- THE EXERCISE:
Your task is to restate the data word for word.
start
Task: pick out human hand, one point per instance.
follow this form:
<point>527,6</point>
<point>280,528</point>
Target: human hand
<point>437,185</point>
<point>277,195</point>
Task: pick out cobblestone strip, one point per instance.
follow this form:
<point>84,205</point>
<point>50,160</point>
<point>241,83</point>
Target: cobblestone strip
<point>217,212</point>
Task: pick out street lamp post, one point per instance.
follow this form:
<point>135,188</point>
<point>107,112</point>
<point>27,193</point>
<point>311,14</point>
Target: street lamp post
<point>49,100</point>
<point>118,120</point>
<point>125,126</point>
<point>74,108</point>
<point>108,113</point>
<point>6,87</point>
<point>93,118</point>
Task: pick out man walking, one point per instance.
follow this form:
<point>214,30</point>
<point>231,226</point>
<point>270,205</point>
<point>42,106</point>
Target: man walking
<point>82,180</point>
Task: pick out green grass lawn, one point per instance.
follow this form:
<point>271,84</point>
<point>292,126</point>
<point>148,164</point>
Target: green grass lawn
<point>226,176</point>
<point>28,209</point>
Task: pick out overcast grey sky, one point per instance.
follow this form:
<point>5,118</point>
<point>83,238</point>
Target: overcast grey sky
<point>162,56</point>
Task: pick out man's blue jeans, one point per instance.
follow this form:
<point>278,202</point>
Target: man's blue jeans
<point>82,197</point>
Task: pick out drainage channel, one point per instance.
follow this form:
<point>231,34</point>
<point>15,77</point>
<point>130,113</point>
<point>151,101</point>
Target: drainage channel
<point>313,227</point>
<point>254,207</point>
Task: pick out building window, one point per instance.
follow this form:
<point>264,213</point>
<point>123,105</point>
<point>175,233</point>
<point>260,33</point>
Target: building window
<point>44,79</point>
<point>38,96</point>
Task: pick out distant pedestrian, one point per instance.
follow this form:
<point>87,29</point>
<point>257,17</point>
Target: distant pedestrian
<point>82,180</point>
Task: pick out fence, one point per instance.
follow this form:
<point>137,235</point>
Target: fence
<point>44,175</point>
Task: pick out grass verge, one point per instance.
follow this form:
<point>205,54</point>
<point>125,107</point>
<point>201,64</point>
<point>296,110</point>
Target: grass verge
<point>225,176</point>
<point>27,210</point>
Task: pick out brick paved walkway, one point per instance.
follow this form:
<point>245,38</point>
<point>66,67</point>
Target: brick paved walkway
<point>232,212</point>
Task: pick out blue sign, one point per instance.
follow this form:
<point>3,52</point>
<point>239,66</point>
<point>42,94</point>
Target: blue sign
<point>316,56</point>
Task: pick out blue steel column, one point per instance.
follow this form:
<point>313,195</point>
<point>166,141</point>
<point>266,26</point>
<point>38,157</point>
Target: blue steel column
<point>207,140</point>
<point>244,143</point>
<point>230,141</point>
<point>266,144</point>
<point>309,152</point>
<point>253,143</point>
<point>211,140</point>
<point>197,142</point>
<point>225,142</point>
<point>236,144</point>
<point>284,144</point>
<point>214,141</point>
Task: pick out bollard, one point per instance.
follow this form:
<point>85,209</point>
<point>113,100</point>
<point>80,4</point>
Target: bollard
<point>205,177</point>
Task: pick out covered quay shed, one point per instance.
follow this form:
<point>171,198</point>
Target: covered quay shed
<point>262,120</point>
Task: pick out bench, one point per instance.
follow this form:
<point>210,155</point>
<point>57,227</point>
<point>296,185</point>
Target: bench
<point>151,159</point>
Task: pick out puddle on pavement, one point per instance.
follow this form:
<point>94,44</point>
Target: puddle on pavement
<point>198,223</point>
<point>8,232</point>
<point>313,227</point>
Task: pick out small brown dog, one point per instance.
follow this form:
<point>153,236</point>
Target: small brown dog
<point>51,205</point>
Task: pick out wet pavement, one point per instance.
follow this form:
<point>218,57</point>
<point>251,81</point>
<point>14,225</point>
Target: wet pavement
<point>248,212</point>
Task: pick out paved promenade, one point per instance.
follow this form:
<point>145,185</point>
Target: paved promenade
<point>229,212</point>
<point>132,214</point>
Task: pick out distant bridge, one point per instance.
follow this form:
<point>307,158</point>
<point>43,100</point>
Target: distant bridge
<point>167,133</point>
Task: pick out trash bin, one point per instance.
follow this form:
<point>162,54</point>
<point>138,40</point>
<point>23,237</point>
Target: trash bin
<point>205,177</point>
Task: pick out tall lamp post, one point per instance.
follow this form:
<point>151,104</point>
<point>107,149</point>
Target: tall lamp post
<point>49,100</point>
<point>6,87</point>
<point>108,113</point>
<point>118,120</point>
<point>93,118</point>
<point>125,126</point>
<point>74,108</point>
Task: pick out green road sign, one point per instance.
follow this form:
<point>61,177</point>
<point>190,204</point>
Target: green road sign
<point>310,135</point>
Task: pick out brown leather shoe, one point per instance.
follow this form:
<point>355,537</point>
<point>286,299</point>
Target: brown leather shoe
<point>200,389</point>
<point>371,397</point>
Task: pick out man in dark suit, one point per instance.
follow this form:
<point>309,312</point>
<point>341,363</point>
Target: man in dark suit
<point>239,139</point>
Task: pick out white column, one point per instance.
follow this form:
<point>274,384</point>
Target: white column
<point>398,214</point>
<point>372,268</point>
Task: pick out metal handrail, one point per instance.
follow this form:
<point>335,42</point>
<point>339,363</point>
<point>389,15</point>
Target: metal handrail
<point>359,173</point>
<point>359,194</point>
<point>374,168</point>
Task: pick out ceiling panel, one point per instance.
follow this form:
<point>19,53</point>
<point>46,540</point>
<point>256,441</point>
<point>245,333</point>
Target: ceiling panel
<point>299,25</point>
end
- SOLUTION:
Task: pick out human hand, one point per instance.
follow this form:
<point>527,6</point>
<point>280,528</point>
Target: human hand
<point>437,185</point>
<point>277,195</point>
Task: pick out cobblestone strip, one point per instance.
follow this form:
<point>84,205</point>
<point>50,160</point>
<point>241,83</point>
Target: cobblestone strip
<point>217,212</point>
Task: pick out street lamp post, one point per instance.
follow this form:
<point>135,188</point>
<point>107,112</point>
<point>27,193</point>
<point>311,14</point>
Target: street lamp post
<point>49,100</point>
<point>118,120</point>
<point>125,126</point>
<point>74,108</point>
<point>108,113</point>
<point>6,87</point>
<point>93,118</point>
Task: pick out man walking, one point per instance.
follow this form:
<point>214,30</point>
<point>231,226</point>
<point>270,205</point>
<point>42,106</point>
Target: man walking
<point>82,180</point>
Task: pick out green grass lawn, one point per instance.
follow this form:
<point>271,84</point>
<point>292,126</point>
<point>148,164</point>
Target: green grass lawn
<point>226,176</point>
<point>28,209</point>
Task: pick out overcast grey sky, one point per instance.
follow this form:
<point>5,118</point>
<point>83,238</point>
Target: overcast grey sky
<point>162,56</point>
Task: pick out man's blue jeans, one point per instance.
follow this form:
<point>278,202</point>
Target: man's blue jeans
<point>82,197</point>
Task: pick out drainage channel, one point per instance.
follow this form:
<point>231,34</point>
<point>15,77</point>
<point>130,113</point>
<point>151,101</point>
Target: drainage channel
<point>313,227</point>
<point>254,207</point>
Task: pick out building window, one point per instance.
follow this form:
<point>264,213</point>
<point>123,105</point>
<point>175,233</point>
<point>260,33</point>
Target: building window
<point>44,79</point>
<point>38,96</point>
Task: pick out distant pedestrian, one point per instance.
follow this form:
<point>87,29</point>
<point>257,17</point>
Target: distant pedestrian
<point>82,180</point>
Task: pick out fence, one point per instance.
follow this form:
<point>137,235</point>
Target: fence
<point>44,175</point>
Task: pick out grass verge, one point per instance.
follow this form:
<point>205,54</point>
<point>125,107</point>
<point>201,64</point>
<point>296,110</point>
Target: grass verge
<point>225,176</point>
<point>27,210</point>
Task: pick out brick paved walkway, one point per instance.
follow this form:
<point>245,38</point>
<point>66,67</point>
Target: brick paved walkway
<point>232,212</point>
Task: pick out blue sign, one point per instance.
follow this form:
<point>3,52</point>
<point>239,66</point>
<point>42,94</point>
Target: blue sign
<point>316,56</point>
Task: pick out blue steel column, one point per instance.
follow this form:
<point>313,195</point>
<point>166,141</point>
<point>266,26</point>
<point>38,157</point>
Target: blue steel column
<point>207,140</point>
<point>244,143</point>
<point>230,141</point>
<point>266,144</point>
<point>309,152</point>
<point>253,143</point>
<point>211,140</point>
<point>197,142</point>
<point>225,142</point>
<point>236,144</point>
<point>284,144</point>
<point>214,141</point>
Task: pick out bollard, one point per instance.
follow this form:
<point>85,209</point>
<point>113,100</point>
<point>80,4</point>
Target: bollard
<point>205,177</point>
Task: pick out covered quay shed, one point per instance.
follow this form:
<point>171,198</point>
Target: covered quay shed
<point>262,120</point>
Task: pick out bench, one point per instance.
follow this form:
<point>210,155</point>
<point>57,227</point>
<point>296,185</point>
Target: bench
<point>151,159</point>
Task: pick out puddle on pavement, one point per instance.
follow this form:
<point>94,44</point>
Target: puddle on pavement
<point>198,223</point>
<point>8,232</point>
<point>313,227</point>
Task: pick out small brown dog, one point per instance.
follow this form:
<point>153,236</point>
Target: small brown dog
<point>51,205</point>
Task: pick out wet pavement, one point per instance.
follow this form:
<point>218,57</point>
<point>251,81</point>
<point>14,225</point>
Target: wet pavement
<point>248,212</point>
Task: pick out paved promenade, one point per instance.
follow this form:
<point>145,185</point>
Target: paved promenade
<point>229,212</point>
<point>132,214</point>
Task: pick out distant bridge, one point per instance.
follow this form:
<point>307,158</point>
<point>43,100</point>
Target: distant bridge
<point>167,133</point>
Task: pick out trash bin, one point per instance.
follow this form:
<point>162,54</point>
<point>138,40</point>
<point>23,237</point>
Target: trash bin
<point>205,177</point>
Task: pick out tall lamp post, one point per instance.
follow this form:
<point>151,104</point>
<point>107,149</point>
Target: tall lamp post
<point>49,100</point>
<point>6,87</point>
<point>108,113</point>
<point>118,120</point>
<point>93,118</point>
<point>125,126</point>
<point>74,108</point>
Task: pick out green road sign, one point per instance.
follow this form:
<point>61,177</point>
<point>190,204</point>
Target: green road sign
<point>310,135</point>
Task: pick out brown leather shoe, one point per instance.
follow this form:
<point>355,537</point>
<point>286,299</point>
Target: brown leather shoe
<point>200,389</point>
<point>371,397</point>
Task: pick out man in dark suit, one point per instance.
follow this form:
<point>309,312</point>
<point>341,363</point>
Target: man in dark suit
<point>239,139</point>
Task: pick out white column, one point per instance.
follow this form:
<point>274,384</point>
Target: white column
<point>398,214</point>
<point>372,268</point>
Task: pick out metal handrail, one point per instance.
follow this form:
<point>335,42</point>
<point>339,363</point>
<point>389,15</point>
Target: metal handrail
<point>359,173</point>
<point>359,194</point>
<point>374,168</point>
Task: pick out ceiling panel, one point per instance.
follow this form:
<point>19,53</point>
<point>46,540</point>
<point>256,441</point>
<point>245,333</point>
Target: ceiling panel
<point>299,25</point>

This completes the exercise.